>> begin Given records
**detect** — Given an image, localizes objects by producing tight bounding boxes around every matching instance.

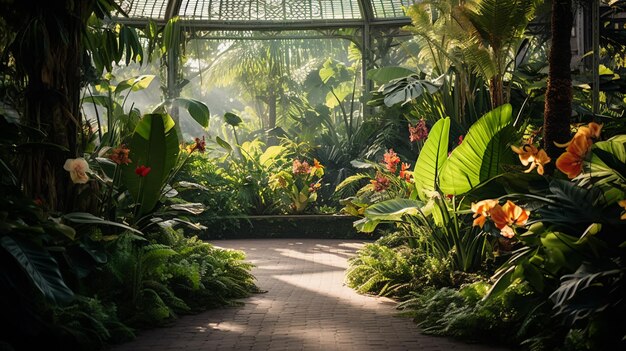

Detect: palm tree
[458,0,537,108]
[543,0,574,165]
[208,40,324,129]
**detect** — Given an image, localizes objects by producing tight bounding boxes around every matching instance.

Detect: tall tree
[0,0,134,211]
[543,0,574,166]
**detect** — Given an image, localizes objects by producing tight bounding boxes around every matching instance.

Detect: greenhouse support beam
[113,17,411,31]
[591,0,600,115]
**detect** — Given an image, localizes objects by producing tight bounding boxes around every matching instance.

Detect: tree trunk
[16,1,93,212]
[489,75,504,109]
[543,0,574,170]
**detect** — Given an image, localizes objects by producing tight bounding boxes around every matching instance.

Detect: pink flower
[292,160,311,174]
[399,162,411,182]
[63,157,89,184]
[135,165,152,177]
[191,136,206,154]
[409,119,428,142]
[383,149,400,173]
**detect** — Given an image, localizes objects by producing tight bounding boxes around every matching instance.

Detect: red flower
[400,162,411,182]
[409,119,428,142]
[135,165,152,177]
[370,172,390,192]
[292,160,311,174]
[383,149,400,173]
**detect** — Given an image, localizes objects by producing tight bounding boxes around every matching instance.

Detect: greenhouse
[0,0,626,351]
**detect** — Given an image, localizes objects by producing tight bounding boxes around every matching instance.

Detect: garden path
[113,239,508,351]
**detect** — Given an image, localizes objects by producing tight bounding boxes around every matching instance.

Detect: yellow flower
[63,157,89,184]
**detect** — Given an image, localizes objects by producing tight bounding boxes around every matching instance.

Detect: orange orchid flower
[554,122,602,147]
[472,200,530,239]
[472,200,498,228]
[556,133,592,179]
[511,143,550,175]
[399,162,411,182]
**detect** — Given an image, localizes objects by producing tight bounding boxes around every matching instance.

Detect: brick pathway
[113,239,504,351]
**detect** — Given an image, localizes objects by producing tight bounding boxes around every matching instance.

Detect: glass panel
[119,0,168,20]
[371,0,416,18]
[180,0,361,21]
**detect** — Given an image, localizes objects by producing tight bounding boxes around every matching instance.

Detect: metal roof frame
[114,0,414,30]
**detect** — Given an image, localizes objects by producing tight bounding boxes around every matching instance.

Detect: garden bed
[206,215,380,240]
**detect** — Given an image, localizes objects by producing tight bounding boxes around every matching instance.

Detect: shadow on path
[114,239,508,351]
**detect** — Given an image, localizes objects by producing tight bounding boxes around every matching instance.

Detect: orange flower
[472,200,530,239]
[554,122,602,147]
[472,200,498,228]
[383,149,400,173]
[400,162,411,182]
[511,143,550,175]
[556,133,592,179]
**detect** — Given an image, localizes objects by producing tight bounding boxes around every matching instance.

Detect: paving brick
[112,239,502,351]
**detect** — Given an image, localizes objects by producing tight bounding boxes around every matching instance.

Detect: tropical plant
[269,159,324,213]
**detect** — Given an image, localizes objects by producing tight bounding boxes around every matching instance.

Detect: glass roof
[118,0,415,24]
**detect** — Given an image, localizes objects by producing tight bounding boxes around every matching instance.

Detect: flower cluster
[409,119,428,142]
[399,162,411,182]
[472,199,530,239]
[511,140,550,175]
[309,182,322,193]
[135,165,152,177]
[63,157,90,184]
[109,144,133,165]
[292,159,311,175]
[556,122,602,179]
[383,149,400,173]
[370,172,390,192]
[187,136,206,154]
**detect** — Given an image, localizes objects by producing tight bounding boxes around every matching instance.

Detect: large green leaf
[224,112,243,127]
[259,145,287,167]
[63,212,143,235]
[578,135,626,204]
[172,98,211,128]
[115,74,155,94]
[367,66,416,84]
[439,104,513,195]
[413,117,450,200]
[122,114,179,214]
[379,74,446,106]
[0,235,74,303]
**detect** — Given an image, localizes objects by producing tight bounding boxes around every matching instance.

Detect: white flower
[63,157,89,184]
>> end Given records
# [What is being asked]
Pick out every line above that contains the string "brick" and copy each one. Case counts.

# [Final result]
Detect: brick pathway
Detect: paving brick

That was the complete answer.